▸ PARTS OF THE EXERCISE
a: Using the interview study passage, decide whether each statement agrees with it: (i) Alan had been homeless since the age of 15; (ii) Alan had contracted a blood borne viral infection; (iii) Alan first smoked cannabis at the age of 15. Answer yes or no for each and quote the deciding words.
b: Reproduce word for word the stretch of the interview study passage from "R:Yes, definitely go" through "to have started?".

*** SELECTED PASSAGE ***

Four men -- Alan, Barry, Colm and Darragh (three were gay and one was heterosexual) -- were interviewed in this study. All were illicit drug users and were either having paid sex with other men, or had discontinued to do so. Men who have sex with men are at risk of contracting HIV (as are those who start having sexual relations in their adolescent (15 years) [24].

Despite embodying all these risk factors, Alan had not contracted any blood borne viral infections. He was working as an escort, and had been homeless since the age of 15. He started smoking cannabis at the age of 12, progressed to ecstasy and then used heroin as a ‘come down’. At the time of the interview he was injecting heroin. His choice of drugs was: ‘If money was no object, heroin and LSD or cocaine mixed in with heroin and LSD. That would be definitely the choice of drugs’. He was fully cognisant of the dangers of injecting drug use: ‘I’d be very, very worried about contracting certain diseases such as hepatitis virus and HIV virus’. Consequently he always uses the needle exchange for sterile needles and ensured to dispose of his needles in a responsible way:

R:Yes, definitely go to [X needle exchange] and get clean needles. We have “puncture bins”. We call them “sin bins”. I always carry one of them around with me to make sure that, you know I’d hate the idea of any syringe being left around or the thought of a child pricking themselves on a syringe, you know that kind way. I’d always have a sin bin with me as I call them.

He describes how he started injecting drugs and sex working.

I:In terms of the start of that – when do you appear to have started?

*** DATA SHOWN ***

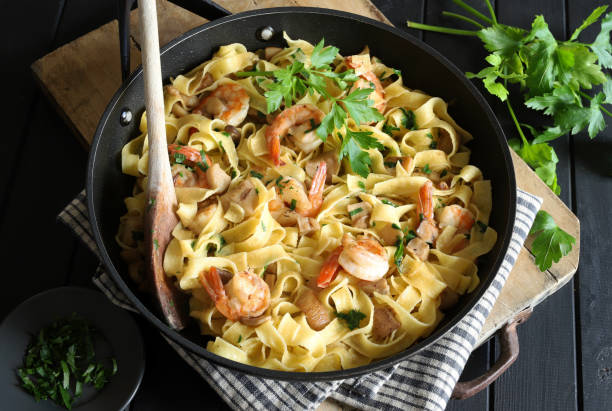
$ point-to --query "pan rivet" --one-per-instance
(126, 117)
(266, 33)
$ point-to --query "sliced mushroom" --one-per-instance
(369, 287)
(317, 315)
(384, 323)
(307, 225)
(360, 214)
(217, 178)
(388, 234)
(244, 194)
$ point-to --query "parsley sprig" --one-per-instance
(293, 82)
(554, 77)
(552, 242)
(60, 359)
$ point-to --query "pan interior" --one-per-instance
(422, 68)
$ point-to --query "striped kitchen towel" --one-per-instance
(425, 381)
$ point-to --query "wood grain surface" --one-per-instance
(565, 347)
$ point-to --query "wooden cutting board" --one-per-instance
(81, 77)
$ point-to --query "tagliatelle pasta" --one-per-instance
(356, 274)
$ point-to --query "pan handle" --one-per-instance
(205, 8)
(509, 346)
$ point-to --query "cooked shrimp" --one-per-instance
(245, 296)
(301, 120)
(363, 258)
(456, 216)
(368, 80)
(228, 102)
(425, 204)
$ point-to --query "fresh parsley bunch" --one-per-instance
(553, 76)
(291, 83)
(60, 359)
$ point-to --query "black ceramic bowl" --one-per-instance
(422, 67)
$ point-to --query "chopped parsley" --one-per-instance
(387, 202)
(399, 252)
(481, 226)
(351, 318)
(61, 359)
(355, 211)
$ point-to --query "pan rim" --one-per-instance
(193, 348)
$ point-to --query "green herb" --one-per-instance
(388, 129)
(409, 119)
(293, 82)
(60, 359)
(551, 242)
(355, 211)
(351, 318)
(482, 227)
(387, 202)
(352, 145)
(399, 252)
(409, 235)
(137, 236)
(552, 75)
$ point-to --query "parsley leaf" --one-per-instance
(551, 242)
(351, 318)
(321, 56)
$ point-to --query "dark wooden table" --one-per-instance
(566, 347)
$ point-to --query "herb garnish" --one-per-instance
(60, 359)
(355, 211)
(551, 243)
(351, 318)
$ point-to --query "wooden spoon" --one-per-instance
(160, 217)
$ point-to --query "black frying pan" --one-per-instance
(422, 67)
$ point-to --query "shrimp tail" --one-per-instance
(425, 204)
(211, 281)
(315, 195)
(274, 148)
(329, 269)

***

▸ ANSWER SET
a:
(i) Yes: "had been homeless since the age of 15"
(ii) No: "Alan had not contracted any blood borne viral infections"
(iii) No: "He started smoking cannabis at the age of 12"

b:
R:Yes, definitely go to [X needle exchange] and get clean needles. We have “puncture bins”. We call them “sin bins”. I always carry one of them around with me to make sure that, you know I’d hate the idea of any syringe being left around or the thought of a child pricking themselves on a syringe, you know that kind way. I’d always have a sin bin with me as I call them.

He describes how he started injecting drugs and sex working.

I:In terms of the start of that – when do you appear to have started?